» Instructions to follow: Could you reproduce every line of the records below word for word, without changing anything?

Recorded data:
----------------------------------------

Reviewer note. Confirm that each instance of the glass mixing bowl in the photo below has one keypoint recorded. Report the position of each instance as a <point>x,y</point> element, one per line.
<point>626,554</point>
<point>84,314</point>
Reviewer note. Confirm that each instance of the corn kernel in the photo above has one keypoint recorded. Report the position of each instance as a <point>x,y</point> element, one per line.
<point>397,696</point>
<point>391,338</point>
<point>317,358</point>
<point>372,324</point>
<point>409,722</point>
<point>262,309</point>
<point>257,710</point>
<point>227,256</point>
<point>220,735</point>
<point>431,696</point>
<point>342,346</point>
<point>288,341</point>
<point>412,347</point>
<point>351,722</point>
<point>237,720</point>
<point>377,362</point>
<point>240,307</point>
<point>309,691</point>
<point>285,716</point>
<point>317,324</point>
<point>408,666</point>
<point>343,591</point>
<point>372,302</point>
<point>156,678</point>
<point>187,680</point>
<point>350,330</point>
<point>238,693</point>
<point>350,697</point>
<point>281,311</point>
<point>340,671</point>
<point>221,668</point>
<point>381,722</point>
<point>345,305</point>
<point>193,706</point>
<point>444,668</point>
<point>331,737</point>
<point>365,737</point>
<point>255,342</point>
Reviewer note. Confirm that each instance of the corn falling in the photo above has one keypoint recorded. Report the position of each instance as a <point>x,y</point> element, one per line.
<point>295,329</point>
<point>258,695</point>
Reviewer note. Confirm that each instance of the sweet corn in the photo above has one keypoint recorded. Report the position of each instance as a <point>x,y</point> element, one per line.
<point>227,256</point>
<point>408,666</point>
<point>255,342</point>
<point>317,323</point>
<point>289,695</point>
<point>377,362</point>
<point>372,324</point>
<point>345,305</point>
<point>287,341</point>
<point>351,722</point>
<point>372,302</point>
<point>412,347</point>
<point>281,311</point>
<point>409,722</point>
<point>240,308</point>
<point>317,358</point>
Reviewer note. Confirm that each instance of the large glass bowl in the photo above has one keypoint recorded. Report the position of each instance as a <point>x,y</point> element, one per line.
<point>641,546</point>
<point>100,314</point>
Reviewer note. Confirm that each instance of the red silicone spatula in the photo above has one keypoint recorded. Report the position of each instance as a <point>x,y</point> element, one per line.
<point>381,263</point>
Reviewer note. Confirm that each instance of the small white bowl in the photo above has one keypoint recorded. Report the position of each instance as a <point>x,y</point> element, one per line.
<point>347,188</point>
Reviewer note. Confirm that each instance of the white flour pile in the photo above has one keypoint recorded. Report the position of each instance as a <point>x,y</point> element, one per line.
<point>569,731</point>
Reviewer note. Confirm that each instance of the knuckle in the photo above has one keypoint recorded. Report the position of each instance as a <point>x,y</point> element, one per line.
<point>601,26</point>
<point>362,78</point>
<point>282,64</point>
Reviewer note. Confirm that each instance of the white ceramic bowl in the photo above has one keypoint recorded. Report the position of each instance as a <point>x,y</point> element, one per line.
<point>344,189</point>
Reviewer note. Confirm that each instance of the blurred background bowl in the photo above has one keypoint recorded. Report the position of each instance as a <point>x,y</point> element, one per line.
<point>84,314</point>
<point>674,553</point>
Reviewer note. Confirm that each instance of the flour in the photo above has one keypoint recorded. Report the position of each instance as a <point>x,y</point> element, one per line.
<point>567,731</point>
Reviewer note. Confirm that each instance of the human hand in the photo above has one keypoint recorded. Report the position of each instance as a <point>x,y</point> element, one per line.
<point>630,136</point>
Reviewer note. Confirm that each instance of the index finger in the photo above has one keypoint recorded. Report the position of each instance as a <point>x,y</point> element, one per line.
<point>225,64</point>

----------------------------------------

» Written response:
Reviewer note. Confirm that each instance of the glass mixing bowl in the photo below has one keypoint recorded. Report the position of each instance as a <point>x,y</point> element, one per line.
<point>626,554</point>
<point>84,314</point>
Reviewer note. Confirm that each instance of the corn kernel in the photo above has one keypoint recorded. Report the position of each instance as a <point>x,y</point> element, one per line.
<point>397,696</point>
<point>391,338</point>
<point>317,358</point>
<point>372,324</point>
<point>409,722</point>
<point>262,309</point>
<point>257,710</point>
<point>227,256</point>
<point>220,735</point>
<point>431,696</point>
<point>342,346</point>
<point>288,341</point>
<point>412,347</point>
<point>351,722</point>
<point>237,720</point>
<point>377,362</point>
<point>240,307</point>
<point>309,691</point>
<point>285,716</point>
<point>317,324</point>
<point>408,666</point>
<point>343,591</point>
<point>372,302</point>
<point>156,678</point>
<point>187,680</point>
<point>350,330</point>
<point>238,693</point>
<point>350,697</point>
<point>281,311</point>
<point>340,671</point>
<point>221,668</point>
<point>381,722</point>
<point>345,305</point>
<point>193,706</point>
<point>444,668</point>
<point>331,737</point>
<point>365,737</point>
<point>255,342</point>
Reviewer note. Confirm that each instance of the corn falling in the photo above has one keypoint recorded. Report the position of each instance as a <point>x,y</point> element, one per line.
<point>295,329</point>
<point>258,695</point>
Reviewer note. Confirm that each instance of the sweet corn in the photo above has one keypoint recorded. Report the position of each instance as a <point>x,y</point> element, one per line.
<point>227,256</point>
<point>408,666</point>
<point>255,342</point>
<point>317,323</point>
<point>289,695</point>
<point>377,362</point>
<point>372,324</point>
<point>345,305</point>
<point>287,341</point>
<point>351,722</point>
<point>372,302</point>
<point>412,347</point>
<point>281,311</point>
<point>409,722</point>
<point>240,308</point>
<point>317,358</point>
Reviewer note. Confirm that each instance of the large glass bowl in the photo above has one keypoint recorded. Report the position of each instance as a <point>x,y</point> element, one per line.
<point>641,546</point>
<point>100,314</point>
Reviewer note. Confirm that each instance of the red silicone spatula in the photo above has one keypoint recorded. Report the position of each instance as a <point>x,y</point> element, one per line.
<point>381,263</point>
Reviewer note. Confirm that each instance of the small white bowl in the photo above has one keypoint recorded. Report the position of each instance as a <point>x,y</point> element, one per line.
<point>347,188</point>
Reviewer note. Confirm that each instance of the white flour pile in the photo above has one keypoint recorded. Report the position of each instance as a <point>x,y</point> element, one per line.
<point>569,731</point>
Reviewer note. Confirm that each instance of the knuckle in the photo above has one keypoint recorded. Report the position of each instance as a <point>x,y</point> element, one per line.
<point>601,26</point>
<point>362,78</point>
<point>282,64</point>
Reviewer note. Confirm that each instance of the white ceramic bowl in the photo above has one keypoint recorded. Report the position of each instance as a <point>x,y</point> element, one per line.
<point>344,189</point>
Reviewer note. Confirm that each instance of the blurred background bowl in the photo above has one keypoint recorded. Report the position of each instance as a <point>x,y</point> element, one per line.
<point>84,314</point>
<point>674,553</point>
Reviewer note. Confirm that each instance of the flour in the photo above has one keypoint recorded. Report the position of each instance as a <point>x,y</point> element, one per line.
<point>567,731</point>
Reviewer note. Confirm that each instance of the human hand in the photo above has one keypoint recorded. Report the position of each instance as a <point>x,y</point> element, one per line.
<point>630,136</point>
Reviewer note. Confirm that each instance of the index finger in the photo above has one keypoint recorded. Report the position of each instance as a <point>x,y</point> element, one per line.
<point>225,64</point>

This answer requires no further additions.